__What you need to do__
Collect every line in the entries below that contains the string "iron", and copy each one in full. Matching is case-sensitive.

__Records to process__
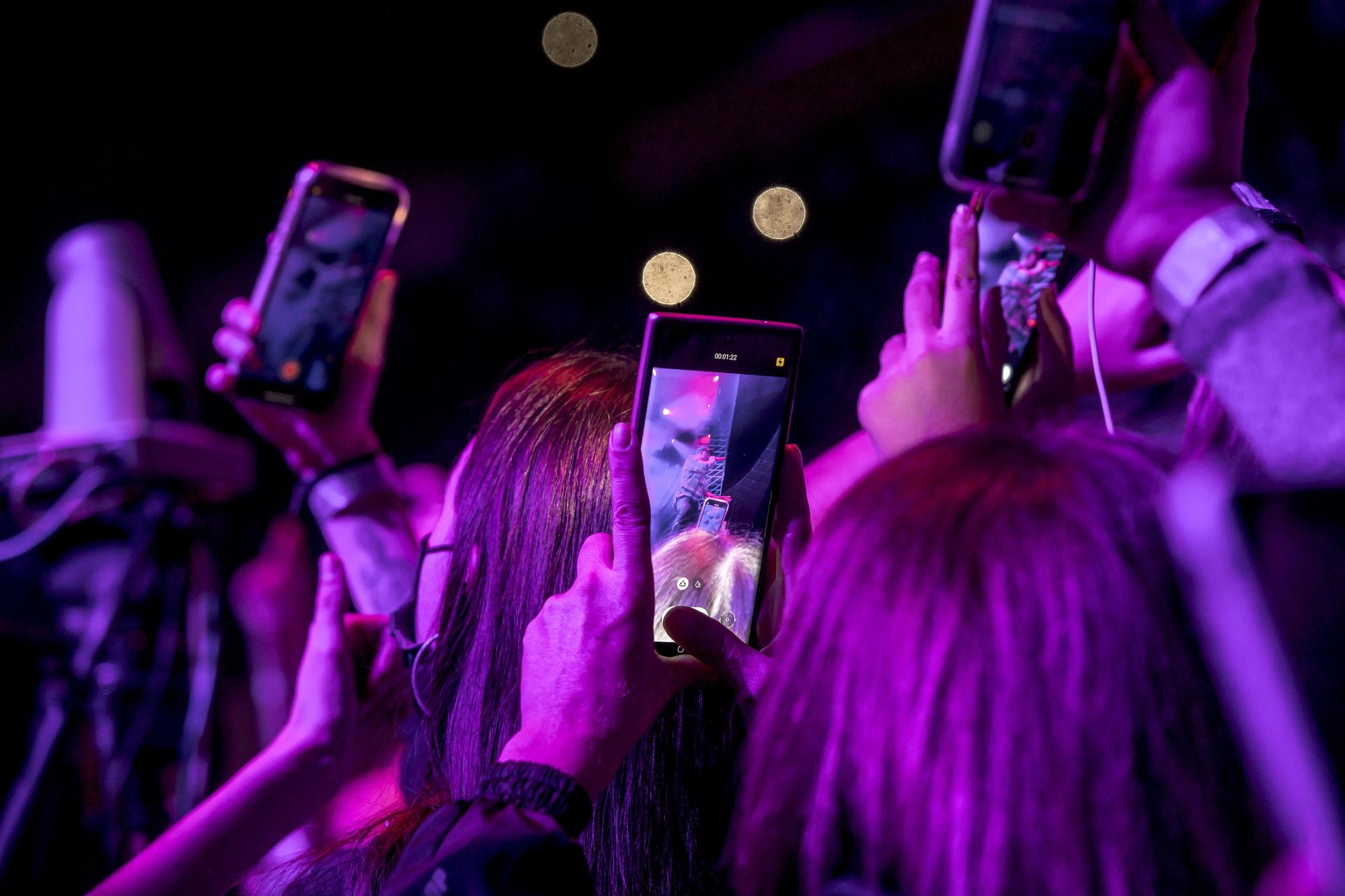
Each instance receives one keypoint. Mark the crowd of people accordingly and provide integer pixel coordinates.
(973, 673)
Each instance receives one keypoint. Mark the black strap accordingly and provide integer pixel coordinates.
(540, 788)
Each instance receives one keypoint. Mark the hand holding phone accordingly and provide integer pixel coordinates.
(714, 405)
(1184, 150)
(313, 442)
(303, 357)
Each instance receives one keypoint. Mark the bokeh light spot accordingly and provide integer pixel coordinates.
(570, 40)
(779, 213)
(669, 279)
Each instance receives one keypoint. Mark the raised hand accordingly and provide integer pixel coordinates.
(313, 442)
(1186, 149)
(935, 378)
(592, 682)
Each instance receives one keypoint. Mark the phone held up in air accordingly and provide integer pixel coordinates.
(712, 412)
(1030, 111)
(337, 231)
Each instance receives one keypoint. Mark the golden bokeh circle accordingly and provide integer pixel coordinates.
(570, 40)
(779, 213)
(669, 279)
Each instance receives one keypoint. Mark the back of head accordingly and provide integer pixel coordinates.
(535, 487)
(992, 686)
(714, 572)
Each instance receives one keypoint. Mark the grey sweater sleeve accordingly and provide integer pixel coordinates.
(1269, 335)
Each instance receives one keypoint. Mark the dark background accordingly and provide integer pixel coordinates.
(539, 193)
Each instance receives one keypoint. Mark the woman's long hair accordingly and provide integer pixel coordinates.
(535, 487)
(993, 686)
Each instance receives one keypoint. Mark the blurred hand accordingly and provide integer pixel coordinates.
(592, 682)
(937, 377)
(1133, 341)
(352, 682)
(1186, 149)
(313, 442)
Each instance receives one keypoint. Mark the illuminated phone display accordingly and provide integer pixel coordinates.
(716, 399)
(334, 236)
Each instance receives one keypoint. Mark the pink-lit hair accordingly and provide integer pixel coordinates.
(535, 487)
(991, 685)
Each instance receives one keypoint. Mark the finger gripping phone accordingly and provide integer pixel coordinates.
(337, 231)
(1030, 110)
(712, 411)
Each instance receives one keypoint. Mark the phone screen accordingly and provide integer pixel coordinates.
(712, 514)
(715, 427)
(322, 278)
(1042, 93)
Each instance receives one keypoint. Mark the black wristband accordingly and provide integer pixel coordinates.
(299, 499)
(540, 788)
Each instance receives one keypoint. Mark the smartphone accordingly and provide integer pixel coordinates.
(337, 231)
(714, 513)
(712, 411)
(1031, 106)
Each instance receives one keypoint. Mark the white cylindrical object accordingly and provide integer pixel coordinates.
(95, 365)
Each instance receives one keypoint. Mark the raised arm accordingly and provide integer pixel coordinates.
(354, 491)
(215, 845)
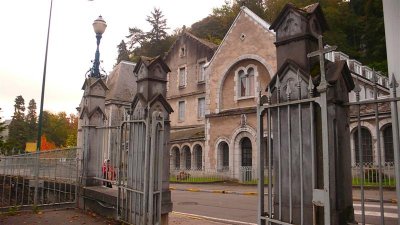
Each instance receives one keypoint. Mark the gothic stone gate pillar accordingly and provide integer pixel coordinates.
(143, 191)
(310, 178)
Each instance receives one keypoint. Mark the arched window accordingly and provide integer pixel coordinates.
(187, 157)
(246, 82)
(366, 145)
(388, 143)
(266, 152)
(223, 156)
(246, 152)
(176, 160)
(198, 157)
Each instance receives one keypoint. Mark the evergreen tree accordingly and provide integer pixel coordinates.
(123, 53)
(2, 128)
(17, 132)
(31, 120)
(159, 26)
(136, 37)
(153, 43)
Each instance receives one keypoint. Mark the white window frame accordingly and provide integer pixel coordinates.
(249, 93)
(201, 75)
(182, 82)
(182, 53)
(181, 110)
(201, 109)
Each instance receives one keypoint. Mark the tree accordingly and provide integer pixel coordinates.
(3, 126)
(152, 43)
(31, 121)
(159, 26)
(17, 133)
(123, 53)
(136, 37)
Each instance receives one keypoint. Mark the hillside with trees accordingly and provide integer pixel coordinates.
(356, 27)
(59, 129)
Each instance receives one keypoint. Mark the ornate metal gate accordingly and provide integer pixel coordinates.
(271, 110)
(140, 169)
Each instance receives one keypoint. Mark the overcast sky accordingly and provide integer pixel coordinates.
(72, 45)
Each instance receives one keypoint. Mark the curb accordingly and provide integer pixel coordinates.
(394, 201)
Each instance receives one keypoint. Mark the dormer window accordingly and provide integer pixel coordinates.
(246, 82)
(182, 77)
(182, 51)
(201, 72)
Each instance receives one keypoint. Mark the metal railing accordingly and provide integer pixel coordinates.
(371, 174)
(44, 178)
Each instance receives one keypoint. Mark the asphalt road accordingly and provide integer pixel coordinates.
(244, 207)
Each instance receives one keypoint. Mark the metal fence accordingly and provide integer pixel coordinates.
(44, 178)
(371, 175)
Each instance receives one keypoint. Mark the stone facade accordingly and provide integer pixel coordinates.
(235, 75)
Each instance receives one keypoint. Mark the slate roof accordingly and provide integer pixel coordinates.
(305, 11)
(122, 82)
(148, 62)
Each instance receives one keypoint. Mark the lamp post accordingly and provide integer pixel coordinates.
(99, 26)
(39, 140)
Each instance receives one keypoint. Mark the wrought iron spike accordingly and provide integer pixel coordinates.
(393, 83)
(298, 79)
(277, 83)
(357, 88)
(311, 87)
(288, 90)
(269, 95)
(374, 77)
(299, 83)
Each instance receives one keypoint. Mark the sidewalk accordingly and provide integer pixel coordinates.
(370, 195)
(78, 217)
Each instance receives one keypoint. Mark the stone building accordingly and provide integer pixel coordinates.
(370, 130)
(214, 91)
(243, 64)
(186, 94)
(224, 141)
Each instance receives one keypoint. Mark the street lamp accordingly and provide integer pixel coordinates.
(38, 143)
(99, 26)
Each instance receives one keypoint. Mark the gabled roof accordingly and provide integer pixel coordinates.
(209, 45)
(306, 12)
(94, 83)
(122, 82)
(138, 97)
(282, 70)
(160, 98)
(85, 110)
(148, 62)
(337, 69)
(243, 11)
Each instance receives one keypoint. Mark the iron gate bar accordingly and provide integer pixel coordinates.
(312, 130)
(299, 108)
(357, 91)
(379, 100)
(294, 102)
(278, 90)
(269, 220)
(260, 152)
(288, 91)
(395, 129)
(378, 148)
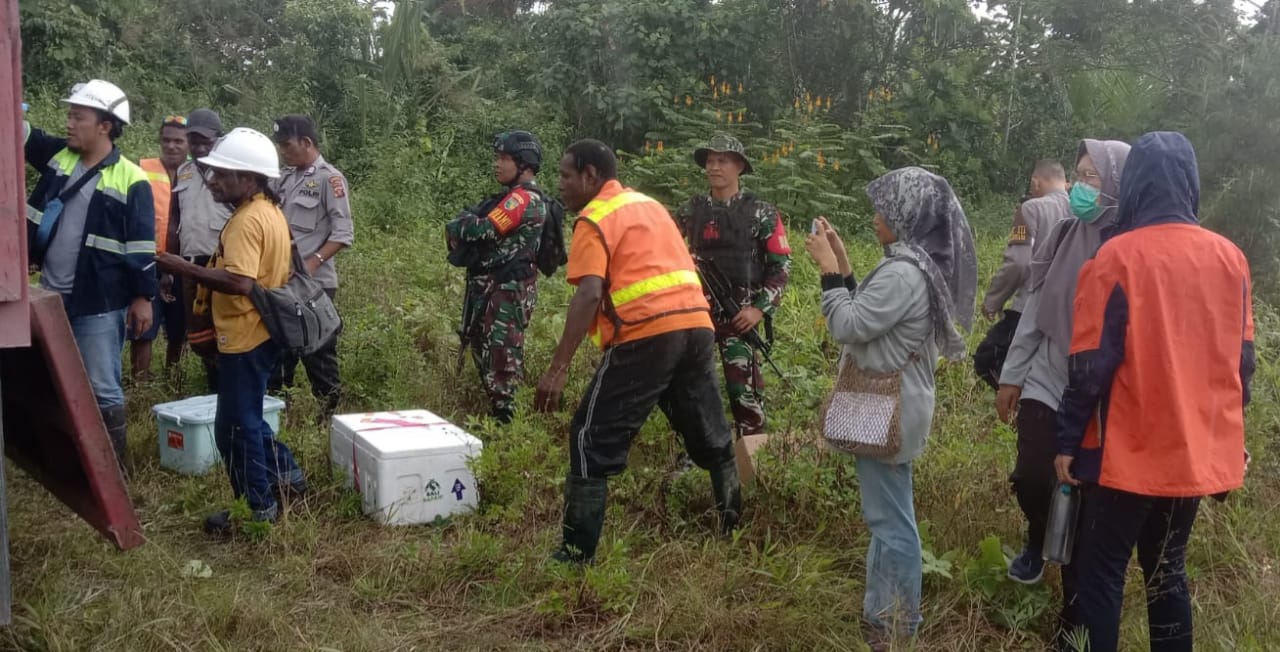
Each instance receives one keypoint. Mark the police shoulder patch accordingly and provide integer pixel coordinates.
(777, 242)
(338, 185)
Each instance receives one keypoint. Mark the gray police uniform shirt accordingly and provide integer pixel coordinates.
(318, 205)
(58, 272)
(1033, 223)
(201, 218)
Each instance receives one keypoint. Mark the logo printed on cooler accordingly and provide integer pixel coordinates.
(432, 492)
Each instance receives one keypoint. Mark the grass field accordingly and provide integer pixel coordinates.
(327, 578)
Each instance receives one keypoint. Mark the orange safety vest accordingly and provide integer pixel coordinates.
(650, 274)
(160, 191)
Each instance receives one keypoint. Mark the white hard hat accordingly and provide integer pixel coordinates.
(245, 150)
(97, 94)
* * *
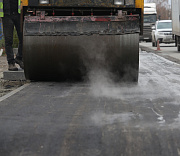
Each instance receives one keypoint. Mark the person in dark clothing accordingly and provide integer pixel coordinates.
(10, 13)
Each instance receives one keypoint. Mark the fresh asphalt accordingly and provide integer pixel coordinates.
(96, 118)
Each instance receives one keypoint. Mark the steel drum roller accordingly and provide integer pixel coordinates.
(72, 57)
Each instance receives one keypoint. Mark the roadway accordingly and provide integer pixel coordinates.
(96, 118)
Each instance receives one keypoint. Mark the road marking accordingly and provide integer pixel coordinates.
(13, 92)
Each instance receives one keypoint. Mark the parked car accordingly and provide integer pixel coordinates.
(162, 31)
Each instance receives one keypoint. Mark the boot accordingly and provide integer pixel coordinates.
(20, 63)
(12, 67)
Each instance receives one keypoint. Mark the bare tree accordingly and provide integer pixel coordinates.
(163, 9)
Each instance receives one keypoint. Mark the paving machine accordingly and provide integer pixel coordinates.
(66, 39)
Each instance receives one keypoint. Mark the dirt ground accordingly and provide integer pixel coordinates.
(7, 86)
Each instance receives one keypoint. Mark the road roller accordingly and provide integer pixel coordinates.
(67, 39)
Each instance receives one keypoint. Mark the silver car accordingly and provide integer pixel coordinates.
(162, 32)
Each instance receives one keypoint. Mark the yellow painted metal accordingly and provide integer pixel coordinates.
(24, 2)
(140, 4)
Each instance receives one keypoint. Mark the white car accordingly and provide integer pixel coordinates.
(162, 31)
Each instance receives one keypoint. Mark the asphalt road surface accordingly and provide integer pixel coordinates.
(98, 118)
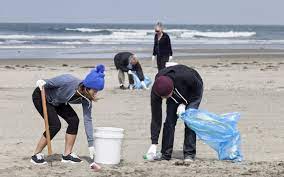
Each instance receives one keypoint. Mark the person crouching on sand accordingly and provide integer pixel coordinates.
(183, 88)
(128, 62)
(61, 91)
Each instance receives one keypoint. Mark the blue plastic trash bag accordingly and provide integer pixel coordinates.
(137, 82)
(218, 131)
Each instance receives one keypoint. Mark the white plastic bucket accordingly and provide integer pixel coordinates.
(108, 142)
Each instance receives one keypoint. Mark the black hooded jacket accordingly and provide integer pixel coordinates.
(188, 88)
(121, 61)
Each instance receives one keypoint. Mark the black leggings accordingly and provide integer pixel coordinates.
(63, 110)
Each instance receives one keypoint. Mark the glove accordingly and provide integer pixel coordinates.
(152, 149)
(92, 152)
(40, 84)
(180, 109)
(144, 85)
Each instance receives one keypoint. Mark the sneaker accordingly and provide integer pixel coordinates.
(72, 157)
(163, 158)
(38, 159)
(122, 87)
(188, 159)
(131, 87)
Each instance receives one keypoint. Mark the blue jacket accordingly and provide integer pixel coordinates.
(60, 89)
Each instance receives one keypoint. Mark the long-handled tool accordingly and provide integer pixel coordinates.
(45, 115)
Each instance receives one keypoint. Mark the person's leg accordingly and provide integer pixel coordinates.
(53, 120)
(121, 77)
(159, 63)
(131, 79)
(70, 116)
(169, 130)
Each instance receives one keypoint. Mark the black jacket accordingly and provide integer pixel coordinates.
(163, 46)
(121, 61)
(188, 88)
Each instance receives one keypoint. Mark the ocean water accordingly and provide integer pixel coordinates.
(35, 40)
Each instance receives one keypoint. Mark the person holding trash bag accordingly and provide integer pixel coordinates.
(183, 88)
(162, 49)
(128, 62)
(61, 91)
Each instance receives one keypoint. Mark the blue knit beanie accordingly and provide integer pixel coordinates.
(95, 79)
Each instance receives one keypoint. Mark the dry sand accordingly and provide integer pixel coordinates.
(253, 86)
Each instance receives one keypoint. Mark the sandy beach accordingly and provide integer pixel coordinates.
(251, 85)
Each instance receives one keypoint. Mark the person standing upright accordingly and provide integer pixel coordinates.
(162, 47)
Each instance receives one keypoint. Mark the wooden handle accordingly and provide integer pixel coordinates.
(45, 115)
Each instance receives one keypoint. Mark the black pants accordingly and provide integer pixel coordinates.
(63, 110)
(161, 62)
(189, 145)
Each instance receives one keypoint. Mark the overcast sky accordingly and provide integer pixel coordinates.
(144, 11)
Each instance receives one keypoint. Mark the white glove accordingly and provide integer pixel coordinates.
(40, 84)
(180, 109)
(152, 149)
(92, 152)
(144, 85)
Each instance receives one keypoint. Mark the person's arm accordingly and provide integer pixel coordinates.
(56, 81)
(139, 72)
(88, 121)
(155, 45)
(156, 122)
---
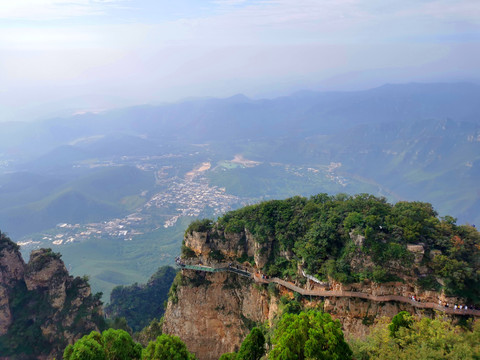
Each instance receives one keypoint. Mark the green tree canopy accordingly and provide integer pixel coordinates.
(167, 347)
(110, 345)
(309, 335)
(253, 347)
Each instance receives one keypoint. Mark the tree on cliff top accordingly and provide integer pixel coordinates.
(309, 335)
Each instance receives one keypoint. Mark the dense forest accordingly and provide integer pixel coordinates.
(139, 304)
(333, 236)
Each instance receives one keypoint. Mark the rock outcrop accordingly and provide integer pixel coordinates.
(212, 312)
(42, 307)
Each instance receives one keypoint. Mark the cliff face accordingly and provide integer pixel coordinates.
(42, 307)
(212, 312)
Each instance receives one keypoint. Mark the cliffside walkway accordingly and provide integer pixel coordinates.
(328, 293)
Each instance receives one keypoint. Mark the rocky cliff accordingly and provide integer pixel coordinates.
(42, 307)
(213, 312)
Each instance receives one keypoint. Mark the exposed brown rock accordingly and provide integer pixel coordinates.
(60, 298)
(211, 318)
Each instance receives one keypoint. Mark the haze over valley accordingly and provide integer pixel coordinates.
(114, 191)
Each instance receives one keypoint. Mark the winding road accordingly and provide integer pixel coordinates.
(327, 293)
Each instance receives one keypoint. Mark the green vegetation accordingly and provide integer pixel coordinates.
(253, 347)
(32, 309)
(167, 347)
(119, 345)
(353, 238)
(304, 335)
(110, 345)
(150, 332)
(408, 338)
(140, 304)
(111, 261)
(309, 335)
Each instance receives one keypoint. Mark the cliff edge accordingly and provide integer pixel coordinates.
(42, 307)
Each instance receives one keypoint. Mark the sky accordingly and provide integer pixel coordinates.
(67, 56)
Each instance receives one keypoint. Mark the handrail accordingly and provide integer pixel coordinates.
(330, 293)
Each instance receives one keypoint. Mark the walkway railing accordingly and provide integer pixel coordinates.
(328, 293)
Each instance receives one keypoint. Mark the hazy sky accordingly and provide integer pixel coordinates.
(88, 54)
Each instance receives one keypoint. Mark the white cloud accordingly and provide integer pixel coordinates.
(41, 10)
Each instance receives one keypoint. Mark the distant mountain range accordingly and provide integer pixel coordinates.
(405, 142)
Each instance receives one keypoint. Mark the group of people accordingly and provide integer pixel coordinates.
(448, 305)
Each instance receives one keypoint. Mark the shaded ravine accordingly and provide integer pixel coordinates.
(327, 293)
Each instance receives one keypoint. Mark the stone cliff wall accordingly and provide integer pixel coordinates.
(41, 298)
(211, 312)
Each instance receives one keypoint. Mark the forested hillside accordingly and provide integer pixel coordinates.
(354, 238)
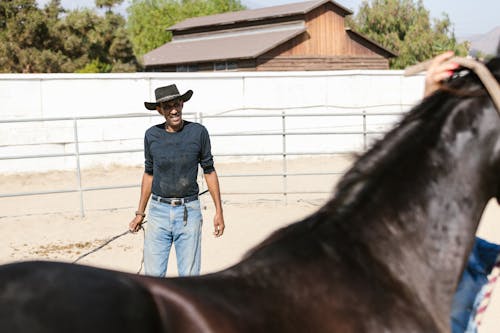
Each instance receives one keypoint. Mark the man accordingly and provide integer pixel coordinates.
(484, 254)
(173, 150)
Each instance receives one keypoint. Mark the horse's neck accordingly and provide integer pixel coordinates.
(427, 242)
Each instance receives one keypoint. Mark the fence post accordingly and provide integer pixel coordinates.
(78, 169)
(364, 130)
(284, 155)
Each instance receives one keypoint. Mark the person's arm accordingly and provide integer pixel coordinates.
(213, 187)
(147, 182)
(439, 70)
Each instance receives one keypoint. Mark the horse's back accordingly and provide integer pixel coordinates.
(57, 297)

__Exercise response__
Each instance receives one keypoint. Mark the wrought iron spike accordingly and provide integer pixel coordinates.
Each instance receives one keypoint. Mark the iron gate bar accordingly and provide integer pixel coordinates.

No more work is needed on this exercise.